(Data for point labeling)

________________________________________

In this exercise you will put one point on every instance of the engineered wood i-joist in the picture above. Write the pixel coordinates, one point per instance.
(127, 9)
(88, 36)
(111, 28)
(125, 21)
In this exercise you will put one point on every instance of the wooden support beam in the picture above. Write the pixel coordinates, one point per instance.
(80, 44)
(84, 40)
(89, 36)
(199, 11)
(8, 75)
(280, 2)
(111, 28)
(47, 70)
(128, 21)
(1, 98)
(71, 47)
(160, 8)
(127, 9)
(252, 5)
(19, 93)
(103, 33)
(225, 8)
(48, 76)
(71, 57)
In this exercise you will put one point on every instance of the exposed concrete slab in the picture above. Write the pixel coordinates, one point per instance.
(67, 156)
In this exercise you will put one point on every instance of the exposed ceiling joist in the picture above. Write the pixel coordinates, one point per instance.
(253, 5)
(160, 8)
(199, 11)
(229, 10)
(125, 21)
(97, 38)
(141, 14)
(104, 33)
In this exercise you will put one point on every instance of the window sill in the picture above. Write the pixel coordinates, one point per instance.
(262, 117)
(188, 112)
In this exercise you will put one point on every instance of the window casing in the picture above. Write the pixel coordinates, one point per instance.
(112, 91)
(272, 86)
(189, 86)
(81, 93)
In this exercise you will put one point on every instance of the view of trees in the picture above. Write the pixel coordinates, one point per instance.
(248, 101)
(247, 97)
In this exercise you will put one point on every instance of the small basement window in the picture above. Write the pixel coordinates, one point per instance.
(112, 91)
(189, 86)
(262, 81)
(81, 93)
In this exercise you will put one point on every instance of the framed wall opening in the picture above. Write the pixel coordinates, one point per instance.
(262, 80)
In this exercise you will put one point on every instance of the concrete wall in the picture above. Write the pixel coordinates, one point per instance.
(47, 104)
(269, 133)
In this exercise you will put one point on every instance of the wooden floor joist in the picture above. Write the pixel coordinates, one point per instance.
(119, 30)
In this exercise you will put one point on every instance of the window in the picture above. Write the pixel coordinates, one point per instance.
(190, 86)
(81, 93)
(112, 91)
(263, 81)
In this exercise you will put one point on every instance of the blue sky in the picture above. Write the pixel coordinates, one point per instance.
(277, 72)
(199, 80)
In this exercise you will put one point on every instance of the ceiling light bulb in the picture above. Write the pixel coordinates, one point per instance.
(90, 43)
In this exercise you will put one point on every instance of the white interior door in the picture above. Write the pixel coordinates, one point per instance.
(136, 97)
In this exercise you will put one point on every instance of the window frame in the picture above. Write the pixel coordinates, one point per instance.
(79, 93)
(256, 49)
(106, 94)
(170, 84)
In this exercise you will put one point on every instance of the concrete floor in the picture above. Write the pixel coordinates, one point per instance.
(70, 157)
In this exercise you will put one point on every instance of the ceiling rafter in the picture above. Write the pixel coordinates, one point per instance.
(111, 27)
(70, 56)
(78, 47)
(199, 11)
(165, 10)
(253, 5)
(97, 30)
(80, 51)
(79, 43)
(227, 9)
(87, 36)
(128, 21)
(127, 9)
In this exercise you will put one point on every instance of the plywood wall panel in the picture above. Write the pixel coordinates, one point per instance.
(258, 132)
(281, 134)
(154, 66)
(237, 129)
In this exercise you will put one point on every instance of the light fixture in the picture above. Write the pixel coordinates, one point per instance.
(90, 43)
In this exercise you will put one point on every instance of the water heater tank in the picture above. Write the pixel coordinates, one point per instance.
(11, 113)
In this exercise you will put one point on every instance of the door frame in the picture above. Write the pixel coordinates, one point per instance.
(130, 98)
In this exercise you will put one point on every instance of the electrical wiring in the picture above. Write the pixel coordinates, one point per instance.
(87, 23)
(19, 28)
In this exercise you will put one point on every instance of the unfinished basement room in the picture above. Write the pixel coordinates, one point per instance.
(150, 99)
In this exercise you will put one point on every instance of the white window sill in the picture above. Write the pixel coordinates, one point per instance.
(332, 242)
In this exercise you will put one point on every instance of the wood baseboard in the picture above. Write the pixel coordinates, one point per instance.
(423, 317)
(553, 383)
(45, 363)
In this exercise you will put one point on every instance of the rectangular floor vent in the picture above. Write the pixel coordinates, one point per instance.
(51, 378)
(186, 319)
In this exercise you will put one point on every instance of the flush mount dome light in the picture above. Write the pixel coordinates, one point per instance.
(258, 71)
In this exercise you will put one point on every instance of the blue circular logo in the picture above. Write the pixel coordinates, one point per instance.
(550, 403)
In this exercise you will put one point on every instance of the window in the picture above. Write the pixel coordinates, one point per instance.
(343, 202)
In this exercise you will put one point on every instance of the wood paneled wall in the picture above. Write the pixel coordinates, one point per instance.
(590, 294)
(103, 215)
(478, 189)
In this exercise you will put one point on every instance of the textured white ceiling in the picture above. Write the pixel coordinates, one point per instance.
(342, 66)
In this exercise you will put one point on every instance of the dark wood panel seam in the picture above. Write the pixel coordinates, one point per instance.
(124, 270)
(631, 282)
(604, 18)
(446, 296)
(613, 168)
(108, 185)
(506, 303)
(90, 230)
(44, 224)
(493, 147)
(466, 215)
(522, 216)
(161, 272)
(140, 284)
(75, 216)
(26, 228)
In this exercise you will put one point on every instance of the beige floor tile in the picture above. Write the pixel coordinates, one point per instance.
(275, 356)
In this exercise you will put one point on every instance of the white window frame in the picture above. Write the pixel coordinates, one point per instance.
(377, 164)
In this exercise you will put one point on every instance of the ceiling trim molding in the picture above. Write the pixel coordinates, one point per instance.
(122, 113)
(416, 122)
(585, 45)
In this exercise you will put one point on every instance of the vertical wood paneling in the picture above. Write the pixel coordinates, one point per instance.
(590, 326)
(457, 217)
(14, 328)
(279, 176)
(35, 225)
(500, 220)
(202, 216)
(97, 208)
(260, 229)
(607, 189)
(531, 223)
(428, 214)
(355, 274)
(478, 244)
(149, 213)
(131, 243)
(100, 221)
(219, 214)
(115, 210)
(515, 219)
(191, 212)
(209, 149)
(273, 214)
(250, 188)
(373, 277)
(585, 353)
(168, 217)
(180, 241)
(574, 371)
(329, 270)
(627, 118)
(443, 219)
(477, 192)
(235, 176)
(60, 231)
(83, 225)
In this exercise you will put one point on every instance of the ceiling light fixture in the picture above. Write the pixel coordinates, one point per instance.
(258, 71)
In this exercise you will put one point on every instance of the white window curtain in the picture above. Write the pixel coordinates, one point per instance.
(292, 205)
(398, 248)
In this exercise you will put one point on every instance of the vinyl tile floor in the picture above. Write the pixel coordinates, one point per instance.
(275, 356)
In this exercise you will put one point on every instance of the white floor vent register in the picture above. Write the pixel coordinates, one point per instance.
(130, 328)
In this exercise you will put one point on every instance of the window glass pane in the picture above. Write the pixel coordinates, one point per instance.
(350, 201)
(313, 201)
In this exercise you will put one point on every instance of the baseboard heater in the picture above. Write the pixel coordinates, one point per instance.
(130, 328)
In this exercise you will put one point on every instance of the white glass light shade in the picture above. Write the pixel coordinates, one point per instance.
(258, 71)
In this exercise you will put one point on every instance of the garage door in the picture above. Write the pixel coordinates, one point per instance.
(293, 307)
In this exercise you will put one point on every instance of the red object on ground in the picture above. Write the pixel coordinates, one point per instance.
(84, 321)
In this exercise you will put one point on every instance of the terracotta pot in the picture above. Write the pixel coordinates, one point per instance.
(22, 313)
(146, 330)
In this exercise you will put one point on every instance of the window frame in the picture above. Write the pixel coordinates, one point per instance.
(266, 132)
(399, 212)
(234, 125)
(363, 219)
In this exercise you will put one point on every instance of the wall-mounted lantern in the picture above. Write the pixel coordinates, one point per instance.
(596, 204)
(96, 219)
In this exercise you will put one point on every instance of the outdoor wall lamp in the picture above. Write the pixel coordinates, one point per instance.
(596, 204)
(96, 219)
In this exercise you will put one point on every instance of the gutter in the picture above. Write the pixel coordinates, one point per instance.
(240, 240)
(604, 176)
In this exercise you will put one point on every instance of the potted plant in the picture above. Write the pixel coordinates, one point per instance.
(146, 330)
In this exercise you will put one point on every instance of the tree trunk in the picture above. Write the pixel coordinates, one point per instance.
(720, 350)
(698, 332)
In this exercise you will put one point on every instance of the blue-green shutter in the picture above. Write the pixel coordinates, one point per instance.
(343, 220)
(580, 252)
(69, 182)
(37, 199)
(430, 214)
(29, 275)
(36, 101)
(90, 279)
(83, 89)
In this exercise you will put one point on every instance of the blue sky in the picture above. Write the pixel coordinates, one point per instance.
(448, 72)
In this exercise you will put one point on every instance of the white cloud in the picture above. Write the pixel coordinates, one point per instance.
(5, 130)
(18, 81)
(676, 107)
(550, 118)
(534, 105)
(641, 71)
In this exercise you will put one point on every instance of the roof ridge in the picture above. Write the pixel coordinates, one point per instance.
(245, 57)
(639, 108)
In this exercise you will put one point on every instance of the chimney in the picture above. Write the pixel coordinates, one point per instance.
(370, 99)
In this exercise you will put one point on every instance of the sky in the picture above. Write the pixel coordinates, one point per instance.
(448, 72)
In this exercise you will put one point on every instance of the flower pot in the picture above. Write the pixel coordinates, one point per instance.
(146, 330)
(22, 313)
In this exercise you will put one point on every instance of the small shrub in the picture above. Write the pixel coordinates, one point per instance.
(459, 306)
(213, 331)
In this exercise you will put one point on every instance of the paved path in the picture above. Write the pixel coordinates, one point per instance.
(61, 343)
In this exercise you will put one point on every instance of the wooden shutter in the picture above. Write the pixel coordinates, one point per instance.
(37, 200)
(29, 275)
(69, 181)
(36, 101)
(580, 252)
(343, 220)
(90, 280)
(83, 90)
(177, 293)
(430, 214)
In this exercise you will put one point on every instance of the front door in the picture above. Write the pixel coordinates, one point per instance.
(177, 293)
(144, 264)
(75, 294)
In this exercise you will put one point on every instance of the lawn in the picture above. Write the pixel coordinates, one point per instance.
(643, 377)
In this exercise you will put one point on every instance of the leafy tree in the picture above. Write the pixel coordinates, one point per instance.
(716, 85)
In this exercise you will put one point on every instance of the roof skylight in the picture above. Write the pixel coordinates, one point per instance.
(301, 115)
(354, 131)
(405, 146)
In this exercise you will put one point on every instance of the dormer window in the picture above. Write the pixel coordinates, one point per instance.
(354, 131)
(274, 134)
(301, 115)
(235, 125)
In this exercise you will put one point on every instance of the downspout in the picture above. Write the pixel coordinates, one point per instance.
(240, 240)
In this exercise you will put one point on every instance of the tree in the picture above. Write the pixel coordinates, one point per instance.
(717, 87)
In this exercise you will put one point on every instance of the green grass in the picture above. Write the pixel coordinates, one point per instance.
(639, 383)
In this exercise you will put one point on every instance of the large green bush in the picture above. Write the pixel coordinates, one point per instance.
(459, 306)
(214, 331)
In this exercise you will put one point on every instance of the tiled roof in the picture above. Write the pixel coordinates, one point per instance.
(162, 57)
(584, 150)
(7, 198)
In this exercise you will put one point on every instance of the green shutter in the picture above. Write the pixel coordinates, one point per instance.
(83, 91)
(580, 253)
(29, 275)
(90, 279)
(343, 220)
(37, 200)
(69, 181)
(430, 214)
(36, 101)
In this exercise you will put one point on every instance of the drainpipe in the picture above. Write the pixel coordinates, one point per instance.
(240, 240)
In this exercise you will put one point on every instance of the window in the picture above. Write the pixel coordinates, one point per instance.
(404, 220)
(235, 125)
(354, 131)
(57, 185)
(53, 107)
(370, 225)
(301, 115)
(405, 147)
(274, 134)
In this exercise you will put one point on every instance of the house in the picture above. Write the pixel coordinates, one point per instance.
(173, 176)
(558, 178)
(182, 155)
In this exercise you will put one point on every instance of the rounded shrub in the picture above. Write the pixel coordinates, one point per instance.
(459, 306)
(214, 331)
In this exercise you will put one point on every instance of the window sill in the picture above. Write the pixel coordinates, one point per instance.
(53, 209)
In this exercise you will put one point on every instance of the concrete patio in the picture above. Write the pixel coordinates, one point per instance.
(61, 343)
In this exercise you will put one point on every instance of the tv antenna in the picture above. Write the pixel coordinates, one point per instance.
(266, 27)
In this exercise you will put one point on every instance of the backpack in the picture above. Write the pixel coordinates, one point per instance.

________________________________________

[THE REQUEST] Retype, without any change, the data from the line containing "the concrete patio" through the final line of the data.

[RESULT OF THIS EXERCISE]
In this exercise you will put one point on every instance of the concrete patio in the picture above. Write the pixel coordinates, one point per instance.
(61, 343)
In this exercise you will put one point on every instance of the tv antenna in the picture above. Write the pixel coordinates, one point per instance.
(266, 27)
In this exercise you will put one point on every instance of the backpack in the picture above. Write the pixel coordinates, one point per instance.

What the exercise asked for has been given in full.